Exercise prompt
Restate each of the lines given below, word for word.

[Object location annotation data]
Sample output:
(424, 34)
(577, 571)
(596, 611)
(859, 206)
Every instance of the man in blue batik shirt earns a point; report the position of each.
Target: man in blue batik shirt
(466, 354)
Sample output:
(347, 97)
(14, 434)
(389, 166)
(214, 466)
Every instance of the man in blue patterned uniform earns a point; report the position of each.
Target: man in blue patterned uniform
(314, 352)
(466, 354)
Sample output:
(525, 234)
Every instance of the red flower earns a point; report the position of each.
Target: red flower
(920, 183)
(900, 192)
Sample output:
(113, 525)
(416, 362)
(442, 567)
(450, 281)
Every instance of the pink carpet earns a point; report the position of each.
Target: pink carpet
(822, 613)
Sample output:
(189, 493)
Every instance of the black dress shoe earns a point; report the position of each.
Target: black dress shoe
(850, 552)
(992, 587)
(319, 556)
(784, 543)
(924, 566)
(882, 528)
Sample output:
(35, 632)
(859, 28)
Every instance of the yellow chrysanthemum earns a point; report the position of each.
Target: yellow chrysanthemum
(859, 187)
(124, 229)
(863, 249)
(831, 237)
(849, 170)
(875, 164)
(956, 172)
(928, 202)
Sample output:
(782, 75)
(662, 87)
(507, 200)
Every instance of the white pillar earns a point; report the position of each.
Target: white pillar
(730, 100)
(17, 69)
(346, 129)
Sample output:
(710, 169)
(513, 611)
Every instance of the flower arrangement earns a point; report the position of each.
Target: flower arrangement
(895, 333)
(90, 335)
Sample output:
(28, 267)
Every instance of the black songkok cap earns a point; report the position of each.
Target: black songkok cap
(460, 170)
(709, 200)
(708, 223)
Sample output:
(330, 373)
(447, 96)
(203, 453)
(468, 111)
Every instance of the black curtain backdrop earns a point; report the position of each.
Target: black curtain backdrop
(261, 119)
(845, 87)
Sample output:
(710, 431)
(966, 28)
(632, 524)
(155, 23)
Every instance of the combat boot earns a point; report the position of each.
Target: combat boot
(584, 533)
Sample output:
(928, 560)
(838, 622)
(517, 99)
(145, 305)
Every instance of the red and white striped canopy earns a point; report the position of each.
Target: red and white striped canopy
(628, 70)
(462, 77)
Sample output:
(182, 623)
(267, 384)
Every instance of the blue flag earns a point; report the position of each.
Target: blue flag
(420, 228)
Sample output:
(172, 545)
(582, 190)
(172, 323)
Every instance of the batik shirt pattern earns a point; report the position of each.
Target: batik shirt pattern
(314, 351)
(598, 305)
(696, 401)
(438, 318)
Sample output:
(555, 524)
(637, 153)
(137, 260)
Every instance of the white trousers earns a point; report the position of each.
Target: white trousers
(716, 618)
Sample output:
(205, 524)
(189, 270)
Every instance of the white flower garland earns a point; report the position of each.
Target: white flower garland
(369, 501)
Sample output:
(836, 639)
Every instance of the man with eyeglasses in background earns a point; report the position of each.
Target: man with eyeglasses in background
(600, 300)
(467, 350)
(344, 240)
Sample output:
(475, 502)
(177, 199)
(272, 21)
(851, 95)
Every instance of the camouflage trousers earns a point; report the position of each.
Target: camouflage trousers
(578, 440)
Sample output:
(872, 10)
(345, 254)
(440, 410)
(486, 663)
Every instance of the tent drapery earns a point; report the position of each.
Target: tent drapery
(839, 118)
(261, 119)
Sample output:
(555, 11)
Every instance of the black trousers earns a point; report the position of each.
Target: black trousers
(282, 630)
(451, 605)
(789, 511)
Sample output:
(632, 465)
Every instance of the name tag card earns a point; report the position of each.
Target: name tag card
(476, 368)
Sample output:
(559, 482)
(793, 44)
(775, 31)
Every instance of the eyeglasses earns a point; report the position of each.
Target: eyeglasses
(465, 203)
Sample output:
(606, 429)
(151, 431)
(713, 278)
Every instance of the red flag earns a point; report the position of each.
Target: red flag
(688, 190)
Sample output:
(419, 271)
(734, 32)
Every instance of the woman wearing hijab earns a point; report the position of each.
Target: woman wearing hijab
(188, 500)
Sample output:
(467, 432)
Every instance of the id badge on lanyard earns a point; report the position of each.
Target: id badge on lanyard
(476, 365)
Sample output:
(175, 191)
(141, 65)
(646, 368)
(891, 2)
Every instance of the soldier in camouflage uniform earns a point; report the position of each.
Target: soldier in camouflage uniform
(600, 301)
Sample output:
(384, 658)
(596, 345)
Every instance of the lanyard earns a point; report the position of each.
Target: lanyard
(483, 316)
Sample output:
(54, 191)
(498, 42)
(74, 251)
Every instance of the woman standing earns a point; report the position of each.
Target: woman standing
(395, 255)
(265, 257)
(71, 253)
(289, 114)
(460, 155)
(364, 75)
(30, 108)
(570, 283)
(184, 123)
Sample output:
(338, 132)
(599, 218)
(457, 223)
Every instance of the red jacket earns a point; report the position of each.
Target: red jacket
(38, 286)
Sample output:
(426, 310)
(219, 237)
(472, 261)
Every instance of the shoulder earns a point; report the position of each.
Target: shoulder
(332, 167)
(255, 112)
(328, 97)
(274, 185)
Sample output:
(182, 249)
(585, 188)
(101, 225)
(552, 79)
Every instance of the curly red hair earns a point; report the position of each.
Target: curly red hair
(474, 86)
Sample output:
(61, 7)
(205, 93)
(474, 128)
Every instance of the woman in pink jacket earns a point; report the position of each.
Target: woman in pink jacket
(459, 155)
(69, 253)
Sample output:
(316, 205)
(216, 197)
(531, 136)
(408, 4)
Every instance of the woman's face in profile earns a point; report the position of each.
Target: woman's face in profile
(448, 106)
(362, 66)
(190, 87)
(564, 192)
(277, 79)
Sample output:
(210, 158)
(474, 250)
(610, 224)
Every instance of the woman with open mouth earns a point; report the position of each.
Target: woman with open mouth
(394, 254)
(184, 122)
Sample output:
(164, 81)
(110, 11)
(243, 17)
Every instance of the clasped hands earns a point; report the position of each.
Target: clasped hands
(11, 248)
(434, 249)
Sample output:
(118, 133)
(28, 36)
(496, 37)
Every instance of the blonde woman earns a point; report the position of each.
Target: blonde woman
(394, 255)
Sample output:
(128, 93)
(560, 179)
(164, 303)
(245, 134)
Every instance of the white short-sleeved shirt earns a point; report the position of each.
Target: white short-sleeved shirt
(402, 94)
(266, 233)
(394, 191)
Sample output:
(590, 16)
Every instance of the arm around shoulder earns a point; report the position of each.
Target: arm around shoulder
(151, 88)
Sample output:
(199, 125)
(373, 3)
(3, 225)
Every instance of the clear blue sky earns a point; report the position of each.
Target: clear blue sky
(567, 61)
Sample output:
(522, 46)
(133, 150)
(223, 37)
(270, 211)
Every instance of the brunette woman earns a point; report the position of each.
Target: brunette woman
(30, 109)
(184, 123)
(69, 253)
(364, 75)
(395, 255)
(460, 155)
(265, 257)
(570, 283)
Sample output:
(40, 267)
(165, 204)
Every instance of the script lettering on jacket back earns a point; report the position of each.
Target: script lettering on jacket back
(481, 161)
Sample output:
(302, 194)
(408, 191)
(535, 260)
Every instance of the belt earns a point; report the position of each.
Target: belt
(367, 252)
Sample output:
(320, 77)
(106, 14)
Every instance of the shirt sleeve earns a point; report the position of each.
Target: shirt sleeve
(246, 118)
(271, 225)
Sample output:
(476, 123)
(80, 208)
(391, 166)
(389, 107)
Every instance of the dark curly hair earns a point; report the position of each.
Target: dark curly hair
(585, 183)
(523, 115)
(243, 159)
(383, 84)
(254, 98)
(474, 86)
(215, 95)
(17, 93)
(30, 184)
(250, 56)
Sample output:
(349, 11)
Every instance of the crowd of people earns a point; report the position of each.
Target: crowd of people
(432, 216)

Written answer
Sample output:
(424, 34)
(577, 571)
(596, 611)
(859, 206)
Every instance of the man in blue batik shirt earns a point; report the position of each.
Target: man in blue batik shirt
(466, 354)
Sample output:
(347, 97)
(14, 434)
(389, 166)
(214, 466)
Every instance of the man in blue patterned uniform earns a point; report the position of each.
Target: man in blue patterned uniform
(314, 352)
(466, 354)
Sample output:
(525, 234)
Every instance of the red flower earns a point; report the position of each.
Target: red flower
(920, 183)
(900, 192)
Sample output:
(113, 525)
(416, 362)
(442, 567)
(450, 281)
Every instance of the pink carpet earns a point; report the position of each.
Target: pink carpet
(822, 613)
Sample output:
(189, 493)
Every instance of the black dress shoe earns a point; report the position of each.
Target: black dress shoe
(850, 552)
(992, 587)
(319, 556)
(784, 543)
(924, 566)
(882, 528)
Sample output:
(35, 632)
(859, 28)
Every instance of the yellow chrysanthemum earns a point; report the position of each.
Target: yellow chrysanthemum
(859, 187)
(124, 229)
(863, 249)
(831, 237)
(849, 170)
(875, 164)
(956, 172)
(928, 202)
Sample output:
(782, 75)
(662, 87)
(507, 200)
Every instance of the white pillar earns a point; report the position of each.
Target: white pillar
(730, 100)
(17, 69)
(346, 129)
Sample output:
(710, 169)
(513, 611)
Every instance of the flower arrangement earns a point; report the position of each.
Target: flower arrangement
(895, 333)
(90, 335)
Sample output:
(28, 267)
Every instance of the black songkok cap earns a point; report the position of each.
Target: black songkok cap
(460, 170)
(709, 200)
(708, 223)
Sample output:
(330, 373)
(447, 96)
(203, 453)
(468, 111)
Every instance of the black curtain backdrop earns a point; report the position of each.
Target: black curtain backdrop
(261, 119)
(845, 87)
Sample output:
(710, 431)
(966, 28)
(632, 524)
(155, 23)
Every instance of the combat boot earns a point; report the position of each.
Target: combat boot
(584, 533)
Sample output:
(928, 560)
(838, 622)
(517, 99)
(145, 305)
Every instance of the red and white striped canopy earns a point; report the position of each.
Target: red and white striped canopy
(628, 70)
(462, 77)
Sample output:
(182, 623)
(267, 384)
Every instance of the blue flag earns a point; report the position of each.
Target: blue flag
(420, 228)
Sample output:
(172, 545)
(582, 190)
(172, 323)
Every instance of the batik shirt pattern earns a point; report the position of each.
Target: batik shirt pattern
(314, 351)
(598, 305)
(696, 401)
(438, 318)
Sample output:
(555, 524)
(637, 153)
(137, 260)
Every instance of the white trousers earns a point; report the position of each.
Target: white trousers
(716, 618)
Sample output:
(205, 524)
(189, 270)
Every instance of the white flower garland earns a point; report the position of each.
Target: white flower garland
(369, 501)
Sample output:
(836, 639)
Every instance of the man with eyeglasses in background earns a point; report the position of each.
Target: man with eyeglasses in background
(600, 300)
(467, 350)
(344, 240)
Sample output:
(475, 502)
(177, 199)
(272, 21)
(851, 95)
Every instance of the camouflage trousers earns a point; report the position of each.
Target: camouflage trousers
(578, 440)
Sample output:
(872, 10)
(345, 254)
(440, 410)
(486, 663)
Every instance of the tent drapery earns a point; report the position of each.
Target: tent drapery
(839, 118)
(261, 119)
Sample output:
(555, 11)
Every instance of the black trousers earns a point; report the position of each.
Target: black trousers
(282, 630)
(451, 605)
(789, 511)
Sample output:
(632, 465)
Every instance of the name tag card earns a point; report the position of each.
Target: name tag card
(476, 368)
Sample output:
(559, 482)
(793, 44)
(775, 31)
Every instance of the eyeglasses earns a point; report the position of each.
Target: eyeglasses
(465, 203)
Sample output:
(606, 429)
(151, 431)
(713, 278)
Every instance of the red flag earns a point; report the position of each.
Target: red flag
(688, 190)
Sample output:
(419, 271)
(734, 32)
Every instance of the woman wearing hijab earns a point; report the position of each.
Target: woman wearing hijab
(188, 500)
Sample output:
(467, 432)
Every instance of the id badge on lanyard earns a point; report the position of each.
Target: id badge on lanyard
(476, 365)
Sample output:
(175, 191)
(141, 65)
(646, 368)
(891, 2)
Every instance of the soldier in camouflage uniform earns a point; report the position of each.
Target: soldier in camouflage uniform
(600, 301)
Sample output:
(384, 658)
(596, 345)
Every instance of the lanyard earns a point; report the position of each.
Target: lanyard
(483, 316)
Sample output:
(54, 191)
(498, 42)
(74, 251)
Every instance of the woman standing earns a point; report the position of each.
Target: woman standing
(395, 255)
(265, 257)
(71, 253)
(289, 114)
(460, 155)
(364, 75)
(30, 108)
(570, 283)
(184, 123)
Sample output:
(338, 132)
(599, 218)
(457, 223)
Every instance of the red jacket earns a point; report the position of each.
Target: red jacket
(38, 286)
Sample output:
(426, 310)
(219, 237)
(472, 261)
Every instance of the shoulder earns a point; report the position of each.
Target: shoulder
(332, 167)
(255, 112)
(328, 97)
(274, 185)
Sample output:
(182, 249)
(585, 188)
(101, 225)
(552, 79)
Every instance of the curly red hair earns a point; report the position of each.
Target: curly red hair
(474, 86)
Sample output:
(61, 7)
(205, 93)
(474, 128)
Every instance of the woman in pink jacket earns a point; report the position of each.
Target: woman in pink jacket
(459, 155)
(69, 253)
Sample output:
(316, 205)
(216, 197)
(531, 136)
(408, 4)
Every instance of the woman's face in profile earns a point; report the position of each.
Target: woman's face in profile
(448, 106)
(362, 66)
(190, 87)
(564, 192)
(277, 79)
Sample output:
(210, 158)
(474, 250)
(610, 224)
Every instance of the woman with open mouth earns a point; report the position of each.
Target: woman with open mouth
(394, 254)
(184, 122)
Sample output:
(164, 81)
(110, 11)
(243, 17)
Every instance of the clasped hands earns a point; report the position of each.
Target: clasped hands
(11, 248)
(434, 249)
Sample output:
(118, 133)
(28, 36)
(496, 37)
Every instance of the blonde woman earns a point; report the position of each.
Target: blonde woman
(394, 255)
Sample output:
(128, 93)
(560, 179)
(164, 303)
(245, 134)
Every instance of the white short-sleeved shirt earns a point; report the position of each.
Target: white short-sleeved shirt
(402, 94)
(266, 233)
(394, 191)
Sample output:
(590, 16)
Every instance of the arm around shoulder earns a point; report the position of each.
Target: arm around shoulder
(151, 88)
Sample output:
(199, 125)
(373, 3)
(3, 225)
Every instance of the clear blue sky earns a point; report the position of each.
Target: clear blue sky
(567, 61)
Sample output:
(522, 46)
(133, 150)
(223, 37)
(270, 211)
Every instance of the brunette woman earns a point; report the position of each.
Target: brunette woman
(30, 109)
(184, 123)
(69, 253)
(364, 75)
(395, 255)
(460, 155)
(265, 257)
(570, 283)
Sample output:
(40, 267)
(165, 204)
Every instance of the script lettering on jacket back earns a point; report the position of each.
Target: script lettering on jacket back
(481, 161)
Sample output:
(302, 194)
(408, 191)
(535, 260)
Every instance of the belt earns a point; report the position of each.
Target: belt
(367, 252)
Sample output:
(320, 77)
(106, 14)
Every instance of the shirt sleeve earns a point; report the position of each.
Target: shirt sleeve
(246, 118)
(271, 225)
Sample output:
(476, 123)
(80, 208)
(391, 166)
(389, 107)
Every instance of the dark curly hair earns a point; report the position of each.
Target: dark curly hair
(585, 183)
(523, 115)
(243, 159)
(383, 84)
(254, 98)
(474, 86)
(215, 95)
(17, 93)
(30, 184)
(250, 56)
Sample output:
(349, 11)
Every instance of the crowd of people earns a point; report the position of each.
Target: crowd of people
(432, 216)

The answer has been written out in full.